What is asked
Report every line in the items below that contains the word "standing". Case counts, so a line matches only if the capitalization is the same.

The records
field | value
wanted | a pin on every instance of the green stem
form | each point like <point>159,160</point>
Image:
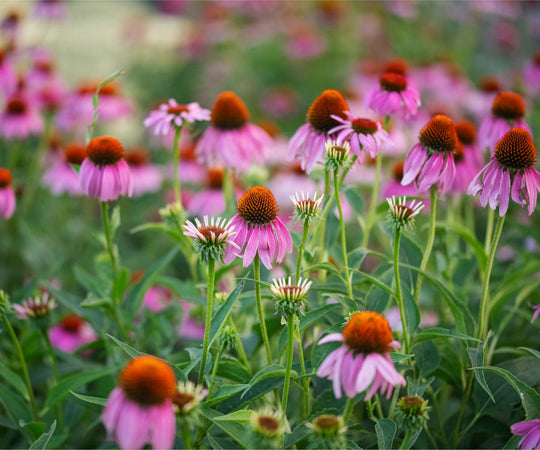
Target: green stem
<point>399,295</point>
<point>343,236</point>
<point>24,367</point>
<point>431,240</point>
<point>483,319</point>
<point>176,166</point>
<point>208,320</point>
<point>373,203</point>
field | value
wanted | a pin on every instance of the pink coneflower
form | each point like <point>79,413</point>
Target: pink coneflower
...
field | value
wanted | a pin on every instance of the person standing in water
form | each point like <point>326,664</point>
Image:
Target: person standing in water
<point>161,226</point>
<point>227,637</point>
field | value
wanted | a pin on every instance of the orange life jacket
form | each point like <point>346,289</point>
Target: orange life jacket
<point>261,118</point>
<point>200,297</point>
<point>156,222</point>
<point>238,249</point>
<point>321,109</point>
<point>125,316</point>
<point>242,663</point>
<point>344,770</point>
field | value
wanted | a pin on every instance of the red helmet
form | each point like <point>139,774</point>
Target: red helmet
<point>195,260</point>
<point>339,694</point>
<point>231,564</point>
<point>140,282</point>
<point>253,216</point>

Answer for this exercise
wanted | a pin on every instance of the person standing in water
Target: person standing in water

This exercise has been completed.